### Document text

A potential alternative to transcription is automatic speech recognition. However it not far enough along, especially for a large-scale collections of often poorly recorded interviews containing multiple dialects (See the OHDA essay: Can Automatic Speech Recognition Replace Manual Transcription? by Doug Oard). And even using a perfect transcript has limitations as a way to support text searches that offer access to points in the audio. In an oral history interview, a narrator could describe living under segregation for several hours without ever using the word “segregation.” Future researchers interested in the topic of segregation, logically, would search “segregation” in the hopes of discovering content useful for their intended research. Keyword searching of a verbatim transcript fails in mapping natural language conversation to descriptive and meaningful concepts.
So a balancing act between resources and access via transcript emerges. Having observed the oral history reference process firsthand, it is clear to me that researchers using interviews overwhelmingly preferred the transcript. I have always worked with relatively large oral history archives that tended to privilege the transcript as an access point and, therefore, expended major time and both financial and human resources over the years on the creation of those transcripts. Yet privilege has its limits; scale and cost are insurmountable factors and tend to push the recordings into the background. Michael Frisch once wrote, “Scale tends to drive choices in tools and approach as well.” Like many others, I have been influenced by Michael Frisch and his advocacy of indexing in the process of creating descriptive access points in an oral history interview or collection. Frisch’s writings and numerous presentations on the limitations of transcripts and on the benefits of indexing were always exciting and energizing to me. I must confess that having worked with major transcribing budgets in the past, accompanied by the underlying perception that the transcript was the access ideal, I always just focused the Nunn Centers energies on transcription. But following the recent economic collapse and experiencing both underwater and frozen endowments, it was clear to me that we could no longer afford to transcribe and audit transcripts on such a mass scale. As an administrator, the notion of cost and time-savings created by indexing oral history interviews was extremely attractive. As we proceeded into a second phase of OHMS development, I chose to expand capabilities to include an indexing feature of the system.
INDEXING: QUICK AND AFFORDABLE OPTIONS FOR ENHANCED ACCESS
If you were to go to the grocery store and ask the manager, “Where can I find the Cheerios?” the manager would, most likely, smile and say “aisle 10.” At that point, the information seeker, first identifying the location of 10, then, proceeding down aisle 10 you for the specific location of the Cheerios. In many ways, this is how I view the role of indexing an oral history interview.

### Data excerpt
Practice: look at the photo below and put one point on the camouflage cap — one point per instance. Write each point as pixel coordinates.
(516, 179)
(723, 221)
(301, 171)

### Exercise instructions
(1) In the passage on oral history indexing, what did the economic collapse make clear the center could no longer afford?
(2) List every resource that the passage on oral history indexing says large archives expended over the years on creating transcripts.

### Complete answers
(1) To transcribe and audit transcripts on such a mass scale.

(2)
- Time
- Financial resources
- Human resources